Request: Reproduce character for character everything below from the line containing "of the overcast" down to the line containing "point(324, 46)", including both of those lines.

◇ ◇ ◇ ◇ ◇

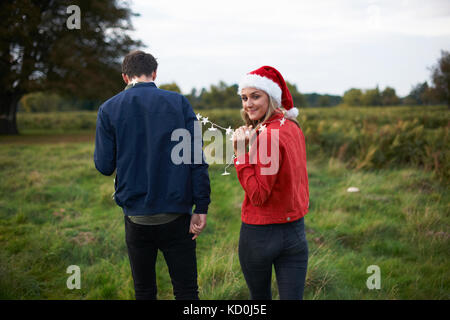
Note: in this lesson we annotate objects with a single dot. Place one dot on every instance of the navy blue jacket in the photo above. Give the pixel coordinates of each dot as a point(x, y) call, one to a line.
point(133, 135)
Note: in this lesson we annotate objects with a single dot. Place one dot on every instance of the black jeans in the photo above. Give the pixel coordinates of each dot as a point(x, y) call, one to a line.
point(175, 241)
point(282, 245)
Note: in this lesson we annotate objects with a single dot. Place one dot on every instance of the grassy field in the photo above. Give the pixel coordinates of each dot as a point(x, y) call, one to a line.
point(56, 210)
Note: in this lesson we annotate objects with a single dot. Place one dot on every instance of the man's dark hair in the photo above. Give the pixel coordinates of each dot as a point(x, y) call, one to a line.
point(138, 63)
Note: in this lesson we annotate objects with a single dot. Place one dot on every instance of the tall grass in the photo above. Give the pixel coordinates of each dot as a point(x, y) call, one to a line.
point(56, 210)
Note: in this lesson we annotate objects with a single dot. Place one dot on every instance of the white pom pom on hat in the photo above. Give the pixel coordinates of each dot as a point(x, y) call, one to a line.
point(272, 82)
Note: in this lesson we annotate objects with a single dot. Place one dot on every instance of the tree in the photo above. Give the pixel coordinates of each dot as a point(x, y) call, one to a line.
point(324, 101)
point(389, 97)
point(38, 51)
point(371, 97)
point(417, 94)
point(352, 97)
point(297, 97)
point(441, 77)
point(170, 87)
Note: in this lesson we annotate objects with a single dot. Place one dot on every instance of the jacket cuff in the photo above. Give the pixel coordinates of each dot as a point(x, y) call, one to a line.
point(201, 209)
point(242, 160)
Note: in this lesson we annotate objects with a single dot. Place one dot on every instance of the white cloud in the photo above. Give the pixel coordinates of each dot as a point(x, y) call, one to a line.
point(323, 46)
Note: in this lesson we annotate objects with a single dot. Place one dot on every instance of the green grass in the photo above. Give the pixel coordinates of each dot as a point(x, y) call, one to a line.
point(56, 210)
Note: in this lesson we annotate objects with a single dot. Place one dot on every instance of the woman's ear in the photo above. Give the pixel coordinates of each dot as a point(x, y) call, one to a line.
point(125, 78)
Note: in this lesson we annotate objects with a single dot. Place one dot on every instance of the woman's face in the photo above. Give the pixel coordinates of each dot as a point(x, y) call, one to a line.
point(255, 103)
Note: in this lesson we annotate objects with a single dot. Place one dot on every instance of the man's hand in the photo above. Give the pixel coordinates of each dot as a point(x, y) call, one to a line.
point(198, 223)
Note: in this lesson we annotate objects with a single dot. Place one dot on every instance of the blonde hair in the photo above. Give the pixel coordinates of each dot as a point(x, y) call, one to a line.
point(273, 107)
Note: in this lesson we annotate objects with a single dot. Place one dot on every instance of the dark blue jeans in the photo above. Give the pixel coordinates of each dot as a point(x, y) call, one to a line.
point(178, 248)
point(282, 245)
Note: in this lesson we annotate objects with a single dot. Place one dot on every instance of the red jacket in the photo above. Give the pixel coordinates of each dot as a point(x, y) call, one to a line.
point(281, 194)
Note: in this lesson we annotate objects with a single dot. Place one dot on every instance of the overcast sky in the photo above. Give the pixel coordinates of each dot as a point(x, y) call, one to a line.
point(324, 46)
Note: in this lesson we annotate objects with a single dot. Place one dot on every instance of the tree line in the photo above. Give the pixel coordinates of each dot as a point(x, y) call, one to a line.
point(44, 64)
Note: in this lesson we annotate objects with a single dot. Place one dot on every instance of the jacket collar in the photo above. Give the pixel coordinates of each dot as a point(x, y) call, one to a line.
point(141, 84)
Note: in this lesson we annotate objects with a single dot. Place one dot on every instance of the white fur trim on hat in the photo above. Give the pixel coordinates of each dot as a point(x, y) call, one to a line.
point(261, 83)
point(291, 113)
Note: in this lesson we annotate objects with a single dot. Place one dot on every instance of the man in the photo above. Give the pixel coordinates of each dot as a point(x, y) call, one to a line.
point(133, 137)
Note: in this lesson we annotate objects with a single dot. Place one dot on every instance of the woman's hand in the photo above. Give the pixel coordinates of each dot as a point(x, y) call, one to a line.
point(197, 225)
point(241, 138)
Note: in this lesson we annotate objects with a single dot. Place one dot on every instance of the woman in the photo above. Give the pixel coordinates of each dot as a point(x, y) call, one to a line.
point(274, 176)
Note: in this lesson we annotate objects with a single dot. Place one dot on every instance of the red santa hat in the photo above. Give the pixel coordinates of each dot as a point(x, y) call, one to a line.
point(270, 81)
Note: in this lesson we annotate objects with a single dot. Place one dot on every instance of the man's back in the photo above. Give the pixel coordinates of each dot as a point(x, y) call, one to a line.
point(134, 130)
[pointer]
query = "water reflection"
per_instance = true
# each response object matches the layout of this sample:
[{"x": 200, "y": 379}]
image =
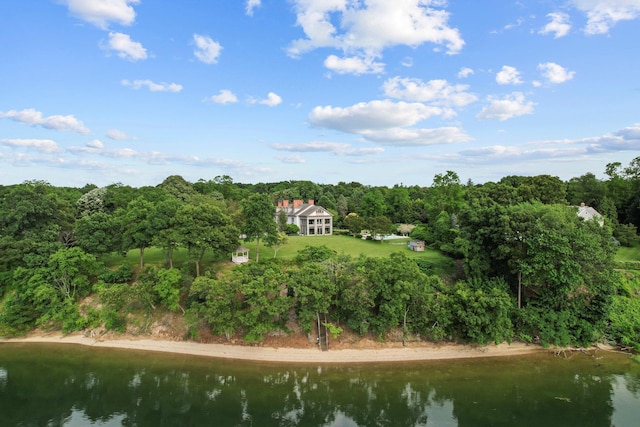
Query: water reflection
[{"x": 69, "y": 386}]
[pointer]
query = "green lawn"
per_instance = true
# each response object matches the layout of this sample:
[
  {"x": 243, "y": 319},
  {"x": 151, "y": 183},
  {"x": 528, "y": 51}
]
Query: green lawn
[
  {"x": 340, "y": 244},
  {"x": 343, "y": 245}
]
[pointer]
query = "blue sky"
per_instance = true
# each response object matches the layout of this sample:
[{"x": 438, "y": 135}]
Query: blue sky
[{"x": 376, "y": 91}]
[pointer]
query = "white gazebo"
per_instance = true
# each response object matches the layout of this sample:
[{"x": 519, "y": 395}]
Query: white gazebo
[{"x": 240, "y": 255}]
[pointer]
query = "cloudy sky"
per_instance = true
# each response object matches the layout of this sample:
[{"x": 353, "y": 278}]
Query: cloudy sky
[{"x": 376, "y": 91}]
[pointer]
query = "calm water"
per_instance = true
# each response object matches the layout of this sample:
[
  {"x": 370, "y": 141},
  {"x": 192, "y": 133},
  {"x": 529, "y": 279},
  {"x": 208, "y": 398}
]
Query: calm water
[{"x": 63, "y": 385}]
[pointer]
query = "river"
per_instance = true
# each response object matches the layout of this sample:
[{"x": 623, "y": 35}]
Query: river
[{"x": 68, "y": 385}]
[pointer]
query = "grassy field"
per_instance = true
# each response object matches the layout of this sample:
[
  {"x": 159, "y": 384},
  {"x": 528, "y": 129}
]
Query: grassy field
[{"x": 340, "y": 244}]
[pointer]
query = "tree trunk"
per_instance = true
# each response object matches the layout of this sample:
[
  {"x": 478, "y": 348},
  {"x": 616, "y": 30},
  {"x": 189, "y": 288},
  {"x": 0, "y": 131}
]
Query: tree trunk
[
  {"x": 519, "y": 289},
  {"x": 258, "y": 249},
  {"x": 141, "y": 257}
]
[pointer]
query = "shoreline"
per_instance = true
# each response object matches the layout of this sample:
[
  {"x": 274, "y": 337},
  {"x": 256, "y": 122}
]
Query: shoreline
[{"x": 420, "y": 352}]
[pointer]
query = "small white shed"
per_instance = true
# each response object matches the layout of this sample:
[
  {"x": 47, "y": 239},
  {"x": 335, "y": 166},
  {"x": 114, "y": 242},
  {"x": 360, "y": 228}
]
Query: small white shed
[{"x": 240, "y": 255}]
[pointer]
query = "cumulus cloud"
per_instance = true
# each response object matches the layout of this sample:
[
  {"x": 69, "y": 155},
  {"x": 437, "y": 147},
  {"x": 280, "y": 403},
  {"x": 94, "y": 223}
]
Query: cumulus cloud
[
  {"x": 152, "y": 86},
  {"x": 353, "y": 65},
  {"x": 225, "y": 97},
  {"x": 125, "y": 47},
  {"x": 602, "y": 15},
  {"x": 464, "y": 72},
  {"x": 32, "y": 117},
  {"x": 559, "y": 25},
  {"x": 417, "y": 137},
  {"x": 508, "y": 76},
  {"x": 118, "y": 135},
  {"x": 96, "y": 148},
  {"x": 555, "y": 73},
  {"x": 42, "y": 145},
  {"x": 371, "y": 115},
  {"x": 387, "y": 122},
  {"x": 207, "y": 49},
  {"x": 251, "y": 6},
  {"x": 626, "y": 139},
  {"x": 437, "y": 92},
  {"x": 293, "y": 159},
  {"x": 103, "y": 12},
  {"x": 510, "y": 106},
  {"x": 370, "y": 26},
  {"x": 337, "y": 148},
  {"x": 272, "y": 100}
]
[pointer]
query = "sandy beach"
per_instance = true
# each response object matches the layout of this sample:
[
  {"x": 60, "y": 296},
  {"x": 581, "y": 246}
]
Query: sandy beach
[{"x": 413, "y": 352}]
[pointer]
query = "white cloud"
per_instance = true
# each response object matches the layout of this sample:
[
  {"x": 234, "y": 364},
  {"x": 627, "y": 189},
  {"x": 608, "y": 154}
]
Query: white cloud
[
  {"x": 42, "y": 145},
  {"x": 438, "y": 92},
  {"x": 312, "y": 147},
  {"x": 604, "y": 14},
  {"x": 102, "y": 12},
  {"x": 353, "y": 65},
  {"x": 626, "y": 139},
  {"x": 118, "y": 135},
  {"x": 369, "y": 26},
  {"x": 207, "y": 49},
  {"x": 555, "y": 73},
  {"x": 57, "y": 122},
  {"x": 152, "y": 86},
  {"x": 125, "y": 47},
  {"x": 337, "y": 148},
  {"x": 294, "y": 159},
  {"x": 387, "y": 122},
  {"x": 510, "y": 106},
  {"x": 272, "y": 100},
  {"x": 559, "y": 26},
  {"x": 508, "y": 76},
  {"x": 371, "y": 115},
  {"x": 464, "y": 72},
  {"x": 225, "y": 97},
  {"x": 251, "y": 6},
  {"x": 96, "y": 143},
  {"x": 417, "y": 137}
]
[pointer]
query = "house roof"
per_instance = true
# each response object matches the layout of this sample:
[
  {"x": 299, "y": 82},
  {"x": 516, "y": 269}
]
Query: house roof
[
  {"x": 588, "y": 213},
  {"x": 306, "y": 210}
]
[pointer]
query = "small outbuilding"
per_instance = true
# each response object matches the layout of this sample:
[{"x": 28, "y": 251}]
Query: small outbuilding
[
  {"x": 416, "y": 245},
  {"x": 240, "y": 255}
]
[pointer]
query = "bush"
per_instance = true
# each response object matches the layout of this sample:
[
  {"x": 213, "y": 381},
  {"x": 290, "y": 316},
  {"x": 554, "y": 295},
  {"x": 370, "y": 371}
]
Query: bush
[{"x": 122, "y": 274}]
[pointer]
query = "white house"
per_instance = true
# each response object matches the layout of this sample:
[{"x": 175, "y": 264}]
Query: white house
[
  {"x": 311, "y": 219},
  {"x": 588, "y": 213}
]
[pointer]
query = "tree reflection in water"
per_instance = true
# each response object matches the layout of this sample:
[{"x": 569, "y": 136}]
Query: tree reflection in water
[{"x": 66, "y": 385}]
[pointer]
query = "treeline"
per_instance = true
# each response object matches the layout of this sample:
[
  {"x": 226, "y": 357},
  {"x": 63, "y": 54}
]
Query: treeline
[{"x": 533, "y": 270}]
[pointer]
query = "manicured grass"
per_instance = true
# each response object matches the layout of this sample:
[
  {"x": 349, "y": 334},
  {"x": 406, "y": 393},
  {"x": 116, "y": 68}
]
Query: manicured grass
[
  {"x": 346, "y": 245},
  {"x": 340, "y": 244},
  {"x": 153, "y": 257}
]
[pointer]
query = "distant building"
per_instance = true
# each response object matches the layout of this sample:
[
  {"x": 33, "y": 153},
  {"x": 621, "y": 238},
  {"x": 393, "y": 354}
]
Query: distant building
[
  {"x": 416, "y": 245},
  {"x": 240, "y": 255},
  {"x": 311, "y": 219},
  {"x": 588, "y": 213}
]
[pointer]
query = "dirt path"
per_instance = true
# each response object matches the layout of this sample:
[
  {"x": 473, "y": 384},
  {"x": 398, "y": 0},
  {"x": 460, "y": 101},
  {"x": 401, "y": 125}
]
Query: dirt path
[{"x": 285, "y": 354}]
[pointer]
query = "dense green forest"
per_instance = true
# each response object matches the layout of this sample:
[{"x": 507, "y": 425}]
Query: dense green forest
[{"x": 513, "y": 259}]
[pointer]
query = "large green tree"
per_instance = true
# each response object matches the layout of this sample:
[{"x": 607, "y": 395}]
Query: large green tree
[
  {"x": 258, "y": 219},
  {"x": 205, "y": 226}
]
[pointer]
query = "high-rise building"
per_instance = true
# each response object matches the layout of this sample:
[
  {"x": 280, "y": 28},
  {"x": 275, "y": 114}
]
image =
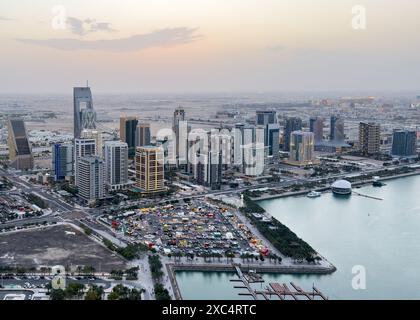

◇ ◇ ◇ ◇ ◇

Output:
Note: in this lesson we annotate objects with a single dot. Place one dot on every instance of the overcast sky in the photo above. Give the pixel coordinates of each dot as a point(x, y) call, one to a line.
point(324, 46)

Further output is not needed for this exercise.